====== ENTRIES SHOWN

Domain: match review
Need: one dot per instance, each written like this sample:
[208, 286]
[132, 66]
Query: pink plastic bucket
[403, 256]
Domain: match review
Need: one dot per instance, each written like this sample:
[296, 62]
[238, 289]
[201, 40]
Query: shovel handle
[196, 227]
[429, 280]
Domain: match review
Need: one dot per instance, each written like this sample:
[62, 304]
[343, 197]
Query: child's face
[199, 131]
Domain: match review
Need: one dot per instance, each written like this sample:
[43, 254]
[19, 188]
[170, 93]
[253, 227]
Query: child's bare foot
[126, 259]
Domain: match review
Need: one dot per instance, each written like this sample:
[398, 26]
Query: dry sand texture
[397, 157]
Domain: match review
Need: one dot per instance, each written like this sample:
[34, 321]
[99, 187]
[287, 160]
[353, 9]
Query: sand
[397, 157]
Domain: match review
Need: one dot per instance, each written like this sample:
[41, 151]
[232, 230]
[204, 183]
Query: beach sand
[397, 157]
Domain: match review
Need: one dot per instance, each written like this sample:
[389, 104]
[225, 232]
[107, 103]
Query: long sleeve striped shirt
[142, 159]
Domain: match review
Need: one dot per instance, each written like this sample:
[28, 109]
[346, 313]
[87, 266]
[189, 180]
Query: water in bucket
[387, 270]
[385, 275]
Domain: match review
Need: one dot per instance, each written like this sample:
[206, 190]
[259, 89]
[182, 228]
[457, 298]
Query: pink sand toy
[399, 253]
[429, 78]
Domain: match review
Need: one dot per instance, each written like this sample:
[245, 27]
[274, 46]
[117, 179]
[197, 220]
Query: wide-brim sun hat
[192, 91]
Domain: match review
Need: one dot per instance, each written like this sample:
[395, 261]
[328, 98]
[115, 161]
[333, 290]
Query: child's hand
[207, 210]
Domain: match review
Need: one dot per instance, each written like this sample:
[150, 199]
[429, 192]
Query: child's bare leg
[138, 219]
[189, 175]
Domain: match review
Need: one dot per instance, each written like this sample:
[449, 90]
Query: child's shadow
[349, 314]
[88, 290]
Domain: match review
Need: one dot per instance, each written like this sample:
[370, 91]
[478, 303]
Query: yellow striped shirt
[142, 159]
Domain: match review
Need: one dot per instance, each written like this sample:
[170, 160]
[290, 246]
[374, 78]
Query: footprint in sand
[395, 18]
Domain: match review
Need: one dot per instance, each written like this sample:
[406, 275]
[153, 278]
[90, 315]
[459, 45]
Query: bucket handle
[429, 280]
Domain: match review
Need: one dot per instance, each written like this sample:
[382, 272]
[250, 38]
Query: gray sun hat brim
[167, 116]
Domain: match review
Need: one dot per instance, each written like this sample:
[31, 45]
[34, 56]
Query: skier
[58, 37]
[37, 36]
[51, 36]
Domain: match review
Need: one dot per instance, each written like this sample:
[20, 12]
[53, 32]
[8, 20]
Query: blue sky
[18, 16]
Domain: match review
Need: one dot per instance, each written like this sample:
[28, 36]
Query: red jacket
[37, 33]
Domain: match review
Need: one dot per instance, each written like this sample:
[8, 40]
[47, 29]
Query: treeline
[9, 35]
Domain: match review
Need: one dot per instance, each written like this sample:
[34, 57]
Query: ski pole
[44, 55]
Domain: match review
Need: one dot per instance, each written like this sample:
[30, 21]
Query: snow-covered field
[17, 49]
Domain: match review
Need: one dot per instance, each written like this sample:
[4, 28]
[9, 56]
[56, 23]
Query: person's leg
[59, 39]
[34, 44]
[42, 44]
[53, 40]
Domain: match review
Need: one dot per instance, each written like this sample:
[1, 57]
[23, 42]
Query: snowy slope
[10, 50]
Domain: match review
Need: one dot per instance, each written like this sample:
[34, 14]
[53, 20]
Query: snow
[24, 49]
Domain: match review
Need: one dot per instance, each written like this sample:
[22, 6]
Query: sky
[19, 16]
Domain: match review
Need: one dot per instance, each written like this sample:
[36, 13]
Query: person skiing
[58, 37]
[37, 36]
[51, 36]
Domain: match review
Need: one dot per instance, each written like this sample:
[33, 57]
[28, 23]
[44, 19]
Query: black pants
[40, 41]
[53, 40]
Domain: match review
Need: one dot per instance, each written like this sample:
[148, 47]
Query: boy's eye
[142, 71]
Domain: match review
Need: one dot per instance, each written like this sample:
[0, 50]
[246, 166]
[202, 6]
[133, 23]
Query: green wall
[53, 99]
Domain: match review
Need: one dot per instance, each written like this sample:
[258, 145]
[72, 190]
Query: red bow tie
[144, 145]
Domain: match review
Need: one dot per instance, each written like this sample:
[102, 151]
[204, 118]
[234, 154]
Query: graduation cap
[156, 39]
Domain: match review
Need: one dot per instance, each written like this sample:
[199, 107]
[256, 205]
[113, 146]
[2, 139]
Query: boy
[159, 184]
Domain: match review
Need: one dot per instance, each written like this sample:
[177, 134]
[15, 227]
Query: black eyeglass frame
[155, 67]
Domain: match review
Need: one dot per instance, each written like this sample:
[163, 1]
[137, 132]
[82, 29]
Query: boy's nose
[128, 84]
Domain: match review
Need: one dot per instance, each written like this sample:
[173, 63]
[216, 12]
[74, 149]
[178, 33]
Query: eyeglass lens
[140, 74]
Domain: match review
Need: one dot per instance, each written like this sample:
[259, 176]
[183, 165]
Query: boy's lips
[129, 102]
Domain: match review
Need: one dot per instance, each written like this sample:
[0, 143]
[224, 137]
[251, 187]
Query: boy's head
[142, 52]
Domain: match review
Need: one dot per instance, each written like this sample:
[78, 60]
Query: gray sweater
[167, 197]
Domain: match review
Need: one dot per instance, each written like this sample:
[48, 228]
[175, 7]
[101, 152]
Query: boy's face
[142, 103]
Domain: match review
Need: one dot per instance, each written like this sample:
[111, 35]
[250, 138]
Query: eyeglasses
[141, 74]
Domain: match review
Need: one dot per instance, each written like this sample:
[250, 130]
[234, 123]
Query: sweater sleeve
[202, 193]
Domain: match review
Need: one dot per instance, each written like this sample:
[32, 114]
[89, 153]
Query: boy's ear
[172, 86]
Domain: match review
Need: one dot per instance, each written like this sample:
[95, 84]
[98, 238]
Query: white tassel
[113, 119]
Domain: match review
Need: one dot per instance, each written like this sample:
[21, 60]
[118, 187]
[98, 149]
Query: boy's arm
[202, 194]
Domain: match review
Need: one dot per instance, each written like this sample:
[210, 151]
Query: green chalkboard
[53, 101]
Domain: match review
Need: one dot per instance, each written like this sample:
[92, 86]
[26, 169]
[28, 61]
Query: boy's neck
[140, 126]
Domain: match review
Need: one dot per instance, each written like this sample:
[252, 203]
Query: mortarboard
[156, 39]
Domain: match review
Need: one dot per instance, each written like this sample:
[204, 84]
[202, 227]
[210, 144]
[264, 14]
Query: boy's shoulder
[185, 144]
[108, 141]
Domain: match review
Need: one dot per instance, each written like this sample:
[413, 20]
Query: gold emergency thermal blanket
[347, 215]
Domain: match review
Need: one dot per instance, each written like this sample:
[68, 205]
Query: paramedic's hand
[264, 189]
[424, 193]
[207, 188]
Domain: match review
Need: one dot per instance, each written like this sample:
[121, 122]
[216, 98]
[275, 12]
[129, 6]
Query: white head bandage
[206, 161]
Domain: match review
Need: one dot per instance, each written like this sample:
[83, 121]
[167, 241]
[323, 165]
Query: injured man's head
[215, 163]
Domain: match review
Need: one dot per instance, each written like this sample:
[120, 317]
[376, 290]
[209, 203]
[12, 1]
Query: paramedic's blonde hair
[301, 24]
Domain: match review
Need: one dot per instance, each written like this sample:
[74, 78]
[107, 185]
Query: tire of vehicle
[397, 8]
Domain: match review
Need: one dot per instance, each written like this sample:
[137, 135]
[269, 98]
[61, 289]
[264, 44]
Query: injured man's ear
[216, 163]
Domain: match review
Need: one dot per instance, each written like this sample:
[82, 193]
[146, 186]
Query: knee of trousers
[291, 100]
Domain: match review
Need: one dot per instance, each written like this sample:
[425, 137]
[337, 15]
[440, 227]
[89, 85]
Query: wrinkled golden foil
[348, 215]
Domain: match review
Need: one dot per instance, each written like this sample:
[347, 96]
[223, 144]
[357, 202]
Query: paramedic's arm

============

# TASK GOAL
Count how many rows above contain the string "gray", and reply with that number alone.

# SOLUTION TO THIS TASK
2